▶ **Extracted data entries**
§ §

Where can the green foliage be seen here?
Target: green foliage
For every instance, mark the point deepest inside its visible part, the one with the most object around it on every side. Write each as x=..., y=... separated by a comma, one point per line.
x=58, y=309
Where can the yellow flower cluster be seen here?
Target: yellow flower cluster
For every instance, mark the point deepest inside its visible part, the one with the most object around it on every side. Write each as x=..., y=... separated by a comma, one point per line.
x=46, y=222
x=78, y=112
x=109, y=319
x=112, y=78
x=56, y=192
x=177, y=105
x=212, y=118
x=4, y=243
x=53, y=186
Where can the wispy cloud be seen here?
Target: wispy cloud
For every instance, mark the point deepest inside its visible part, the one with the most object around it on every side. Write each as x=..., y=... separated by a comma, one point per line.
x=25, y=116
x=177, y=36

§ §

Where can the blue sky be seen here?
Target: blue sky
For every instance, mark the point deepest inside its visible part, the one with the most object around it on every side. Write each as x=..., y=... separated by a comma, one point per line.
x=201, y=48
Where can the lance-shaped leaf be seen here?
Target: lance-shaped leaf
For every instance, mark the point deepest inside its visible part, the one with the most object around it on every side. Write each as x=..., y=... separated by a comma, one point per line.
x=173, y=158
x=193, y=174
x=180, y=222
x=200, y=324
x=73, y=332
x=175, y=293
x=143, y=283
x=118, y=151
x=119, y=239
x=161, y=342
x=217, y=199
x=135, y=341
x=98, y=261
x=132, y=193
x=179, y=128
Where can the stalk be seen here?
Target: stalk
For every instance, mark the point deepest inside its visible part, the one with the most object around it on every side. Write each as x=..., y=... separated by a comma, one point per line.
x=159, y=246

§ §

▶ **TASK INSTRUCTIONS**
Read through the data above. Report each line that has the word "yellow".

▶ **TASK RESULT**
Where can the yellow flower cluster be seen here?
Target: yellow flower cluster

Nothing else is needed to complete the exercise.